* [Data records]:
-*-*-

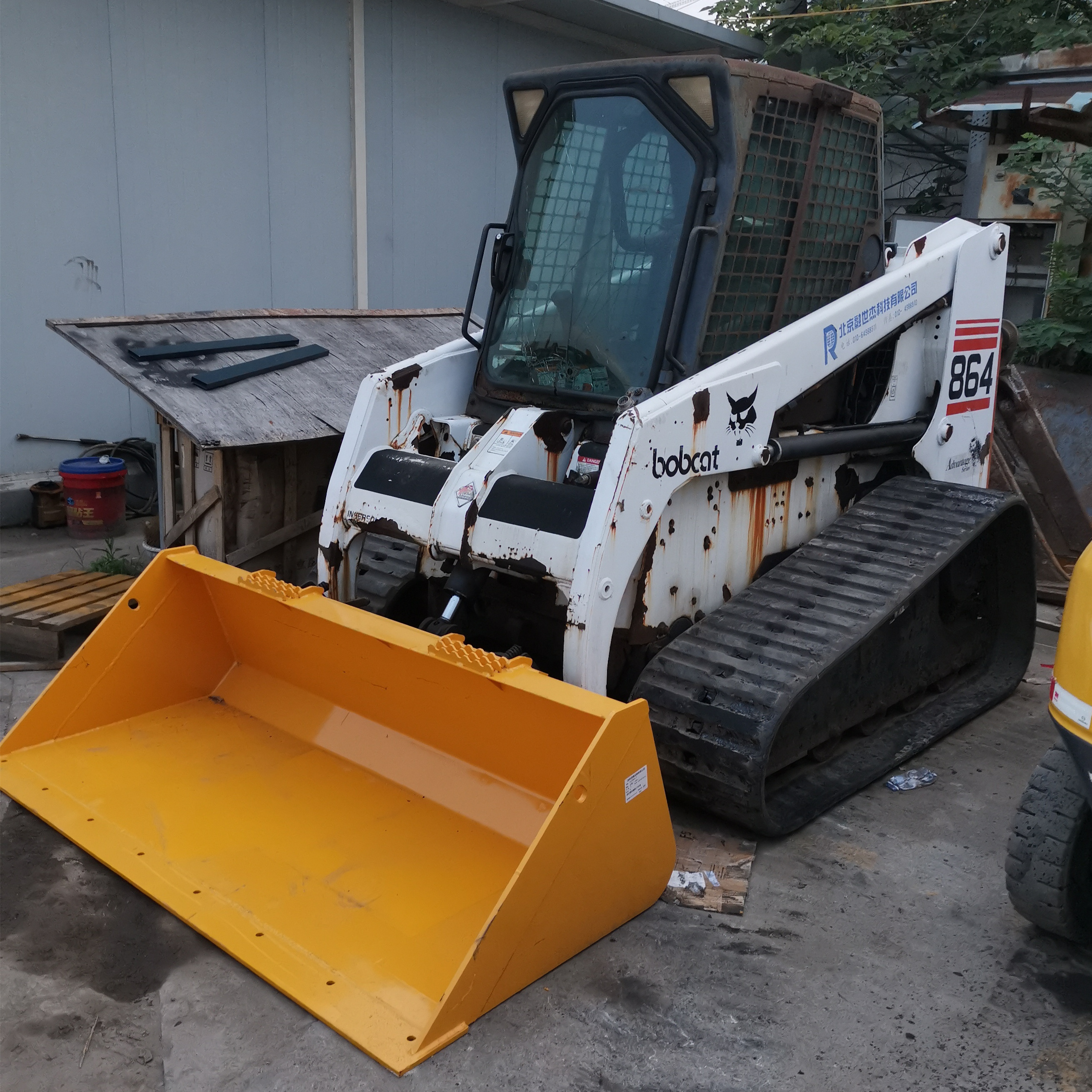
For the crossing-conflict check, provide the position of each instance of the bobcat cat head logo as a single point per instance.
(743, 415)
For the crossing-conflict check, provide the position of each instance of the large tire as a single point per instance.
(1049, 869)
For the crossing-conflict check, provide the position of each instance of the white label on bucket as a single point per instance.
(1065, 702)
(686, 880)
(637, 783)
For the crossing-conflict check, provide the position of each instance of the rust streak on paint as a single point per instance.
(756, 530)
(700, 411)
(639, 632)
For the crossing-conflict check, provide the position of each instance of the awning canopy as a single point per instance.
(1057, 108)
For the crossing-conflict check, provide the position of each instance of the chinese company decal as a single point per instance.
(864, 324)
(972, 365)
(743, 416)
(829, 344)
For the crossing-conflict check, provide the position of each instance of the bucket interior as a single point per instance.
(310, 772)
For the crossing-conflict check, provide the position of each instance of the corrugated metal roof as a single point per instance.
(1074, 94)
(655, 27)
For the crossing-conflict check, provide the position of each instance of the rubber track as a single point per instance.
(721, 690)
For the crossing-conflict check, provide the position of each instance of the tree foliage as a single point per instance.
(923, 57)
(1062, 339)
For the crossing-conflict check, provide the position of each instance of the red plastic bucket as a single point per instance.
(94, 496)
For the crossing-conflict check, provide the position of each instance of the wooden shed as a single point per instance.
(244, 469)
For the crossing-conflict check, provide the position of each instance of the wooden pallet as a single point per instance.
(35, 615)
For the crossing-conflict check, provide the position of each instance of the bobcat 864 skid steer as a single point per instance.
(712, 448)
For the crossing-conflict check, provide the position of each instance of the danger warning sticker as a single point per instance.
(637, 783)
(505, 442)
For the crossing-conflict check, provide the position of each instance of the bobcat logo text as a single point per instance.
(700, 462)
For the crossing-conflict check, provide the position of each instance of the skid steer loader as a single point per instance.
(712, 447)
(712, 456)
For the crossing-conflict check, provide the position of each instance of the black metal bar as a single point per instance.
(180, 350)
(683, 294)
(474, 277)
(840, 442)
(210, 380)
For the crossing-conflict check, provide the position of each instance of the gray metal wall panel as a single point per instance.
(440, 162)
(59, 242)
(211, 172)
(189, 91)
(308, 78)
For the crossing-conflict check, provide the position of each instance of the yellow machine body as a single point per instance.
(397, 830)
(1072, 690)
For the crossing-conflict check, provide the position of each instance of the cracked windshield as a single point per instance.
(597, 230)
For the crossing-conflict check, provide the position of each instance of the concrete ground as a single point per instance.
(878, 952)
(27, 553)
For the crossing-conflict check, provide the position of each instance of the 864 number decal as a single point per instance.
(970, 377)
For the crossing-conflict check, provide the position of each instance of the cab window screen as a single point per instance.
(599, 225)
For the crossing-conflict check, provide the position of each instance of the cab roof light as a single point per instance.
(697, 92)
(527, 103)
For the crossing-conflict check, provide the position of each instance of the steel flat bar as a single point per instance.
(180, 350)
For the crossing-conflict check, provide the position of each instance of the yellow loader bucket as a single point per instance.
(397, 830)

-*-*-

* [Task details]: Keep the pictures out while you retype all of the data above exactly as it appears.

* [Answer area]:
For the crossing-conflict check, provide the position of each instance of the bobcat cat head logo as a single point per instance.
(743, 415)
For the crossing-conflict check, provide the position of each instance of the large tire as a single point per instance.
(1049, 869)
For the crossing-conflict check, provide the position of each instance of the white label on bucket as a single point per instance.
(1065, 702)
(686, 880)
(637, 783)
For the crossing-conflict check, provide the position of each instance of the rust streak on paint as a single point per instance.
(756, 530)
(700, 411)
(639, 632)
For the crossing-conflict check, provide the position of each instance of the awning canopy as a single point per instance.
(1057, 108)
For the crossing-conflict check, provide the position of each instance of the chinese company decal as a single point per instance.
(864, 324)
(972, 365)
(743, 416)
(829, 344)
For the crossing-conflict check, provide the position of each instance of the bucket interior as a single point per instance.
(310, 772)
For the crossing-conflict check, provide the position of each instance of the corrugated metal roof as a single point per instance.
(1074, 94)
(655, 27)
For the crossing-conflict check, provide the position of each instance of the rubber track as a single point per instance.
(721, 690)
For the crossing-conflict check, provide the position of each instance of the tree foliage as a single point per instance.
(923, 57)
(1062, 339)
For the crossing-conflict check, provide the position of each instance of the red plastic bucket as a single point per instance.
(94, 496)
For the crossing-conflict check, provide the position of each instance of the wooden shed as a single point per instance.
(244, 469)
For the crossing-conflict check, provide the position of each instance of the wooden pallet as a single point per instance.
(35, 615)
For the crossing-conflict check, provide the position of each instance of the bobcat 864 skid steer as a single point per instance.
(712, 448)
For the crossing-conflict check, provide the position of each instance of the danger warning sticker as a single point per instance.
(637, 783)
(505, 442)
For the crossing-conflict check, provide the position of each instance of the bobcat logo text as a single point per instance.
(700, 462)
For the crossing-conflict check, provide the position of each instance of the skid steer loader as a single point per instance.
(712, 447)
(712, 456)
For the crossing-conflict check, provide the position of each instance of the black metal bar as a single point per instance.
(180, 350)
(683, 294)
(474, 277)
(840, 442)
(210, 380)
For the crossing-conflict check, provide the position of each instance of the gray metal wall panel as a single point per instance.
(440, 162)
(59, 242)
(211, 172)
(189, 91)
(308, 78)
For the crossing-conflict check, provide the position of each instance of the yellow machine body as a single point per instance.
(397, 830)
(1072, 690)
For the crossing-conflict check, provide the position of each instance of the cracked windshield as a single point per instance.
(597, 230)
For the crossing-conflict check, provide the position of each instance of the concrete ground as a single point per instance.
(878, 952)
(27, 553)
For the crossing-conflict check, provide the position of each instance of the 864 number decal as a single point per instance.
(970, 377)
For the crossing-conflict check, provide the position of each instance of the cab window screen as a single point per instance.
(599, 225)
For the crossing-conflict check, provide the position of each instance of the cab roof light as a single point per instance.
(697, 92)
(527, 103)
For the crossing-conflict check, provide the position of each instance of the steel flat bar as a single point per instance.
(180, 350)
For the crossing-conflict check, provide the position of each instance of the yellow loader bucket as a single point per instance.
(397, 830)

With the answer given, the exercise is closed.